■ **EXERCISE DESCRIPTION**:
Reproduce every line of the records below verbatim, leaving out the pictures.

■ **DATASET**:
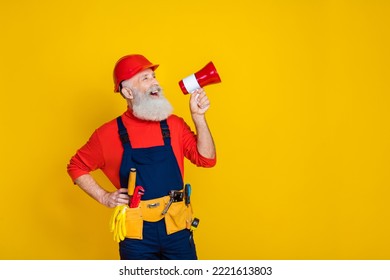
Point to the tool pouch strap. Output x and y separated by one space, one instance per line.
178 217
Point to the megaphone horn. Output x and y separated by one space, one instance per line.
206 76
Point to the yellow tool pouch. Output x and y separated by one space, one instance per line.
178 217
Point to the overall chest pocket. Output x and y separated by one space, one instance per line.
149 156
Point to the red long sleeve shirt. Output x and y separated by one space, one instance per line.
104 148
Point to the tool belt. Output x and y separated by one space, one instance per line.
177 217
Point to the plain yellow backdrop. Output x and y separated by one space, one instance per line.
300 121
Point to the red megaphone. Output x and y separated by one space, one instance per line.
206 76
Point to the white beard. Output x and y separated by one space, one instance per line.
146 107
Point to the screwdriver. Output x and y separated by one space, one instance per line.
131 184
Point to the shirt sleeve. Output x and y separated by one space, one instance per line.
191 151
88 158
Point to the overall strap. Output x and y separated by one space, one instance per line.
126 163
165 132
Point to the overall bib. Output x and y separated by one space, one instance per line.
158 173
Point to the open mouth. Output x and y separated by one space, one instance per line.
154 92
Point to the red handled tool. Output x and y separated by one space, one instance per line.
138 193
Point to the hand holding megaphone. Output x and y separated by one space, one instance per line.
206 76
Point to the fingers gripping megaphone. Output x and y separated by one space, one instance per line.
206 76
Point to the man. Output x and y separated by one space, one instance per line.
149 138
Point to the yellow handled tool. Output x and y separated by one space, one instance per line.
131 184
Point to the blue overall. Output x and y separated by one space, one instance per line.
158 173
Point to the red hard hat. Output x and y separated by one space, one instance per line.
128 66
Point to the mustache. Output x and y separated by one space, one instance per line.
154 89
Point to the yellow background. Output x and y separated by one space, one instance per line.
300 120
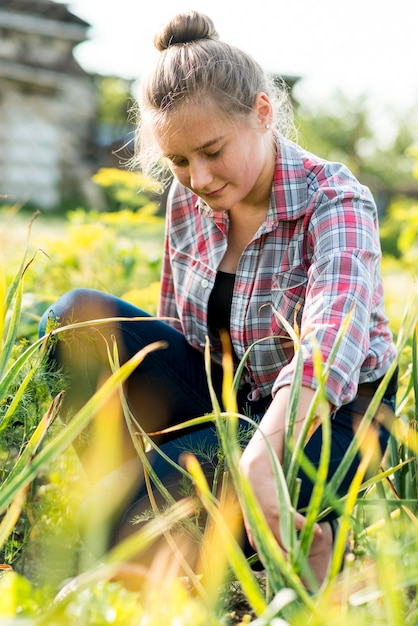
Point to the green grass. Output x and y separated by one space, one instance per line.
42 483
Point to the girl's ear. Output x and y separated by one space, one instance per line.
263 109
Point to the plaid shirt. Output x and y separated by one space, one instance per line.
315 258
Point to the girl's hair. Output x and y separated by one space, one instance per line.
193 65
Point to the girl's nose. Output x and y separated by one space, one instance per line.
200 176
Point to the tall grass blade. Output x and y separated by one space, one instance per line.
63 439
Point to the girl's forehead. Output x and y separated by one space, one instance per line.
191 126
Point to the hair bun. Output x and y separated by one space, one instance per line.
184 28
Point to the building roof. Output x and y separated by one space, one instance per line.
46 8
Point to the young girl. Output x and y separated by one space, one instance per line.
255 225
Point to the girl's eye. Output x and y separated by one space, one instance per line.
178 162
213 155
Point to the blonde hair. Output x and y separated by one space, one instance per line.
194 64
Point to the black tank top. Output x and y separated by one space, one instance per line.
220 300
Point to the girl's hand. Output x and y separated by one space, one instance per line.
255 462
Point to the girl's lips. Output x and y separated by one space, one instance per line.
215 193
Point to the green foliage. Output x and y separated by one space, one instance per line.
42 484
121 190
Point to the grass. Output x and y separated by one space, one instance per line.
43 484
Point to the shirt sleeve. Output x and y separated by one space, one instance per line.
342 278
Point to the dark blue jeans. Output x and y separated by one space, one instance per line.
168 387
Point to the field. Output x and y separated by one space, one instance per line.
49 577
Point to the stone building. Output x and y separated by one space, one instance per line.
47 104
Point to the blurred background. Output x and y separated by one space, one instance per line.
68 72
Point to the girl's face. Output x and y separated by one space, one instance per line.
227 162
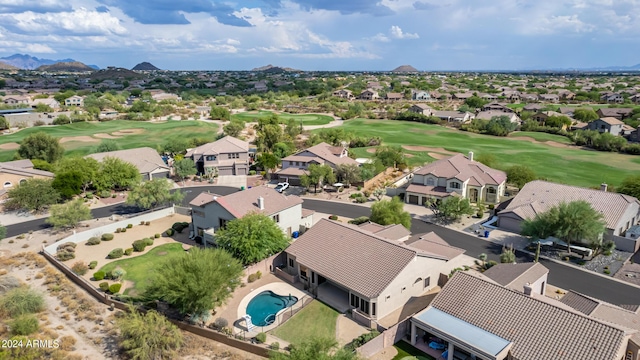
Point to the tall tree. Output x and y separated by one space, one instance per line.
252 238
387 212
33 194
148 335
68 214
41 146
153 193
195 282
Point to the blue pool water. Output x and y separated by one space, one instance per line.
264 307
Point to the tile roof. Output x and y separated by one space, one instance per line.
538 196
243 202
538 329
459 167
145 159
351 257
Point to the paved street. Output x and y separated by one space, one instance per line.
560 275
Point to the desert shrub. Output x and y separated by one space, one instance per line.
20 301
93 240
115 288
115 253
79 268
24 325
98 275
261 338
138 245
107 237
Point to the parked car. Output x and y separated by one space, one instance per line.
282 187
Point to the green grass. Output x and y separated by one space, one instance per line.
405 349
152 135
306 119
316 320
138 268
568 165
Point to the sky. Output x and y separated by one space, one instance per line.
329 35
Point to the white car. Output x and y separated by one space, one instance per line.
282 187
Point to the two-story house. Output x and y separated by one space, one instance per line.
607 124
456 176
227 156
210 212
294 166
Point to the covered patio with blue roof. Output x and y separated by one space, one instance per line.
432 328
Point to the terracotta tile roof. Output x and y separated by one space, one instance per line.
538 329
459 167
538 196
145 159
351 257
243 202
515 276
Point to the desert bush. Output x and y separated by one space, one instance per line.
115 253
115 288
107 237
93 241
98 275
80 268
24 325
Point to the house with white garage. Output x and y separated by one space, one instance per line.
210 212
370 273
458 175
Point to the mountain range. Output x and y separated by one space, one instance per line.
28 62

■ **THE RESPONSE**:
Point to the tool pouch strap. Output x and y separated by one space, one instance per line.
178 217
Point to the megaphone horn. Output x and y separated by one space, one instance per line.
206 76
Point to the yellow tool pouch. Output x and y separated by one space, one instance per line.
178 217
Point to the overall chest pocket. Output x and y separated by one space, one instance per line.
149 156
Point to the red long sleeve shirt. Output x and y separated by one space, one instance per line.
104 148
Point to the tool belt. Output x and y separated by one space, one instance per line.
177 217
Point to the plain yellow backdrop. Output x and y separated by one space, one instance per line.
300 121
Point to the red megaphone. Output x and y separated by one space, one instance per line.
206 76
Point to the white beard. Output x and y separated by one space, one instance per line.
146 107
Point to the screwdriver. Output x and y separated by one space, one instance per line.
131 184
Point to the shirt sleeve. Output x and y separated by one space, one instance per line.
191 151
88 158
Point to the overall strap. Output x and y separated by one space, one instance per line.
126 163
165 132
Point to the overall bib. Output x and y separated by one space, one instance per line.
158 173
Point to the open mouth. Output x and y separated by one space, one instance per line.
154 92
Point to the red handled tool. Output x and y separated by one space, one instance per line.
138 193
Point to the hand holding megaphone. Output x and y separated by one space, one instance per line.
206 76
Point to the fingers gripping megaphone. Output x and y separated by one space, one instance per line.
206 76
Point to the man. Output x and y separated by one space, one instance per line.
149 138
Point to the yellow handled tool. Output x and y separated by one space, one instance per line.
131 184
Point to the blue overall. Output x and y separated by one space, one instance per line.
158 173
Point to the red hard hat. Output x and y separated by one space, one instance per line.
128 66
Point to the mustache. Output x and y separated by one space, one instance per line.
154 89
Point to the yellow background. Output x and y separated by one space, one instance per line.
300 120
Point to the green grass. Output x and y separated by one space, one instance per line.
42 483
Point to the girl's ear. Output x and y separated by one space, one instance per line.
263 109
Point to the plaid shirt. Output x and y separated by one space, one instance per line.
315 258
Point to the girl's hair. Output x and y separated by one space, one instance per line.
193 65
Point to the girl's nose. Output x and y separated by one space, one instance per line.
200 176
Point to the tall grass blade. Output x and y separated by one space, one instance per line.
63 439
Point to the girl's forehead. Output x and y separated by one space, one instance per line.
191 126
Point to the hair bun. Output x and y separated by one space, one instance per line.
184 28
Point to the building roof. Output x and y separated by one space, one instance per line.
46 8
Point to the young girl. Output x and y separated by one space, one instance per line.
255 225
Point to the girl's eye. Output x and y separated by one space, one instance per line.
178 162
213 155
Point to the blonde hair. Output x and y separated by one space, one instance per line.
194 64
Point to the black tank top. Output x and y separated by one space, one instance per line.
220 300
Point to the girl's hand. Output x and y separated by one space, one instance per line.
255 462
Point to the girl's lips. Output x and y separated by one space, one instance per line.
215 193
Point to the green foliage. Output x and y separated by one space, one instance per line.
42 484
121 190
Point to the grass. Output x and y separated by one space, one instance per line.
43 484
Point to the shirt sleeve. Output x and y separated by one space, one instance per line.
342 278
Point to the dark blue jeans. Output x and y separated by one space, one instance per line.
168 387
Point to the field. Output x and y separated by one space, one instance per line.
49 577
Point to the stone building. Output x and y separated by one space, one instance per line.
47 104
Point to the blurred background. Output x and y separated by one space, one instance per line.
68 72
Point to the girl's face. Output x and y separated by one space, one instance per line.
227 162
Point to the tall tree. Output x and y separated by one space, one instance per line.
252 238
387 212
33 194
148 335
68 214
41 146
153 193
195 282
Point to the blue pool water. Output x and y separated by one space, one instance per line.
264 307
Point to the tile roof. Output x and y separated by one space, one instance per line.
538 196
243 202
538 329
459 167
145 159
351 257
Point to the paved street. Output x and y separated by one space, one instance per line.
560 275
Point to the desert shrub. Output x and y separated by one space, one instance per line.
20 301
93 240
115 288
115 253
79 268
24 325
98 275
261 338
138 245
107 237
Point to the parked car. Output x and y separated by one space, one instance per line.
282 187
Point to the green grass. Output x and y separated by one space, one instance per line.
405 349
152 135
306 119
316 320
138 268
568 165
Point to the sky. Output x and y separated by one space, one instance per line.
329 35
Point to the white car. Output x and y separated by one space, one instance per line.
282 187
Point to the two-story house. Output x and y separated by one space, one instance per line.
607 124
456 176
227 156
210 212
294 166
Point to the covered patio with blue roof. Output x and y separated by one space, one instance per line.
432 328
Point to the terracotta tile roof. Output x and y separated by one space, one instance per line.
538 329
459 167
538 196
145 159
351 257
243 202
515 276
Point to the desert bush. Output x and y separated by one space, one instance per line.
115 253
115 288
107 237
93 241
98 275
80 268
24 325
Point to the house with white garage. Output x and y separated by one space, one instance per line.
210 212
370 273
458 175
Point to the mountain range. Output x and y separated by one space, one instance per line.
28 62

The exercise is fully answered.